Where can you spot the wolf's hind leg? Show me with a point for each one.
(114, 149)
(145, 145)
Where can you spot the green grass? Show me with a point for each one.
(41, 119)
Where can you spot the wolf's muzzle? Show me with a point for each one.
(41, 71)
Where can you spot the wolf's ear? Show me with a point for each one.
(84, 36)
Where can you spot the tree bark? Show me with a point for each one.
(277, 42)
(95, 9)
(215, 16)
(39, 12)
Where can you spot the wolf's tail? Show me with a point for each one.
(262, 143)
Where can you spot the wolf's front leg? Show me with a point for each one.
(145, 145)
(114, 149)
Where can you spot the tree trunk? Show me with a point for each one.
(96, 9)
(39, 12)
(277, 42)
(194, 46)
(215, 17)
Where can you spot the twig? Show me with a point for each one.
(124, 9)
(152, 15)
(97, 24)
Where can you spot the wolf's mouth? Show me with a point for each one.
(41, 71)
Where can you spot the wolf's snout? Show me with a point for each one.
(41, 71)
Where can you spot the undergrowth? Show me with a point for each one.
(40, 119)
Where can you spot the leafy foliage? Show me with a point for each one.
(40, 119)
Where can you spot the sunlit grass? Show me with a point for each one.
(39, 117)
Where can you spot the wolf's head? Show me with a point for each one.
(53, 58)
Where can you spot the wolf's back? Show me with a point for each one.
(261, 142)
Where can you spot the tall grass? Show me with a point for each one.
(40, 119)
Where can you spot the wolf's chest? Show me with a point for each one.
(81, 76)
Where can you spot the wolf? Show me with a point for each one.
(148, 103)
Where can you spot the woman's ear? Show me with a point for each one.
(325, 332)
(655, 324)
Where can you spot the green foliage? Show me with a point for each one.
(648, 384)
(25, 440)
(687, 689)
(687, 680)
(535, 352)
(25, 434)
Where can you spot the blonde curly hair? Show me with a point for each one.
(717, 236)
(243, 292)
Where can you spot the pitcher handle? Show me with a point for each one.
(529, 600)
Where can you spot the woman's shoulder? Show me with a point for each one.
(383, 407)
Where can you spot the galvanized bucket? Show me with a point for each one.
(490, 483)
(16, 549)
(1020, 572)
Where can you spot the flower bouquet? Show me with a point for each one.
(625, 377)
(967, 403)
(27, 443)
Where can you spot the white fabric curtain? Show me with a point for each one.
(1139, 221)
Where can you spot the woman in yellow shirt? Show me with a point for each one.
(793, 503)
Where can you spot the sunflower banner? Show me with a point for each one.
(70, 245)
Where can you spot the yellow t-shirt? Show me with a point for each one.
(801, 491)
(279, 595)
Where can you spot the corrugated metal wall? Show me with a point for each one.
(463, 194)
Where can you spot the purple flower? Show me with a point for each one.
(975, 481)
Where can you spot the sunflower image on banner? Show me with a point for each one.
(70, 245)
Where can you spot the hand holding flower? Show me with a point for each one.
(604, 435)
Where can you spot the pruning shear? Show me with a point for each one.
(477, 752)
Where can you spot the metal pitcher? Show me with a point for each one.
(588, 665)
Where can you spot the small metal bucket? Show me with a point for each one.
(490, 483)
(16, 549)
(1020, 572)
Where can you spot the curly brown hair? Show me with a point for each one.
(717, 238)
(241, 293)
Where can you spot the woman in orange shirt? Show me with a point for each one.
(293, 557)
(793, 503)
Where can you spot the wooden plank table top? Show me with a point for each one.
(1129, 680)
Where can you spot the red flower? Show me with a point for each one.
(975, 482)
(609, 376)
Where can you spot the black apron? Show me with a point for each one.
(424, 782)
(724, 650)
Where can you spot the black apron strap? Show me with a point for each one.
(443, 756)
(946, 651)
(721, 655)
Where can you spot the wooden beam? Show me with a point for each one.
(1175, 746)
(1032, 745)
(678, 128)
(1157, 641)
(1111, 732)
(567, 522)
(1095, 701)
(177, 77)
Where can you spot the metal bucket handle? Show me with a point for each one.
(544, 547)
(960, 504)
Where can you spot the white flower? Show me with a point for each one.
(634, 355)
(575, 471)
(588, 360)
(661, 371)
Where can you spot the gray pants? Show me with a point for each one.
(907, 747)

==*==

> **CONSEGNA**
Riscrivi tutti i dati sostituendo ogni occorrenza di "Where can you spot" con "Where do you see" e lascia invariato tutto il resto.

> **ESERCIZIO SVOLTO**
Where do you see the wolf's hind leg? Show me with a point for each one.
(114, 149)
(145, 145)
Where do you see the green grass? Show me with a point for each one.
(41, 119)
Where do you see the wolf's muzzle? Show me with a point for each one.
(41, 71)
Where do you see the wolf's ear? Show me with a point for each one.
(84, 36)
Where do you see the tree bark? Show me with a point for each one.
(277, 42)
(95, 9)
(215, 16)
(39, 12)
Where do you see the wolf's tail? Show me with a point for each one.
(262, 143)
Where do you see the wolf's front leg? Show me with a point for each one.
(145, 145)
(114, 149)
Where do you see the tree trunk? Show me with a point for each one.
(96, 9)
(39, 12)
(277, 42)
(194, 46)
(215, 17)
Where do you see the twig? Show me with a point for each one.
(124, 9)
(152, 15)
(97, 24)
Where do you see the wolf's mouth? Show me with a point for each one.
(41, 71)
Where do you see the wolf's snout? Show me with a point for each one.
(41, 71)
Where do you see the undergrowth? Show me with a point for each one.
(40, 119)
Where do you see the leafy foliage? Show me with a point for each one.
(40, 119)
Where do you see the sunlit grass? Show me with a point for each one.
(39, 117)
Where do you see the wolf's head? Show me with a point for each one.
(53, 58)
Where do you see the wolf's back? Show me with a point for each one.
(261, 142)
Where do you see the tall grass? Show me with a point for each one.
(40, 119)
Where do you see the wolf's chest? Show me with a point for each one.
(81, 76)
Where do you see the wolf? Show me with a point for each one.
(148, 103)
Where do you see the woman's ear? Show me with a point for each one.
(325, 332)
(655, 324)
Where do you see the green foliage? Show me with a point for each one.
(648, 384)
(25, 440)
(687, 689)
(687, 680)
(535, 352)
(25, 434)
Where do you see the blonde curly hair? Show me with a point for each one.
(717, 236)
(243, 292)
Where do you see the pitcher handle? Show me with a point for each one.
(529, 600)
Where do you see the woman's shoulder? Show me with a point for each one.
(383, 407)
Where do you see the galvanized bucket? Show me with a point for each one.
(490, 483)
(16, 549)
(1020, 572)
Where do you see the flower bouquet? Show me with a point for each one.
(625, 377)
(967, 403)
(27, 443)
Where do you see the white fabric curtain? Show me with a point for each one.
(1139, 221)
Where do you see the woman in yellow shirt? Show me with a point for each one.
(793, 503)
Where do you see the sunflower banner? Show me with a point for each one.
(70, 245)
Where do you see the yellow t-shirt? Show me with a point for each one.
(801, 491)
(279, 595)
Where do you see the corrugated metal wall? Show me with a point for each one.
(463, 194)
Where do you see the purple flower? Show me with a point for each one.
(975, 481)
Where do you see the sunflower image on banner? Show me with a point for each one.
(70, 245)
Where do you see the hand holding flower? Show me with a point for each one.
(604, 435)
Where do you see the pruning shear? Show me with a point for each one.
(477, 752)
Where do you see the metal pitcher? Show me with a point for each one.
(588, 665)
Where do you see the small metal bucket? Show me with a point for each one.
(490, 483)
(16, 549)
(1020, 572)
Where do you see the curly brown hair? Show me with a point for each one.
(717, 238)
(241, 293)
Where do you see the woman in orange shirt? Show me with a point for each one.
(293, 557)
(793, 503)
Where do you see the wooden plank table top? Show me with a point for each one.
(1129, 680)
Where do you see the red flower? Show me with a point for each one.
(975, 482)
(609, 376)
Where do you see the black apron? Show me with a point for each one.
(424, 782)
(724, 650)
Where do you see the black apron strap? Show me with a point for each one.
(443, 756)
(946, 651)
(721, 655)
Where do you see the wooden beam? Show me with a point for each one.
(1175, 746)
(1032, 745)
(678, 128)
(1157, 641)
(1111, 732)
(567, 522)
(1095, 701)
(177, 77)
Where do you see the metal bucket handle? Show me with a point for each one.
(544, 547)
(960, 504)
Where do you see the white flower? Show me with a point for each one.
(634, 355)
(575, 471)
(588, 360)
(661, 371)
Where do you see the gray pants? Show me with a point for each one.
(907, 747)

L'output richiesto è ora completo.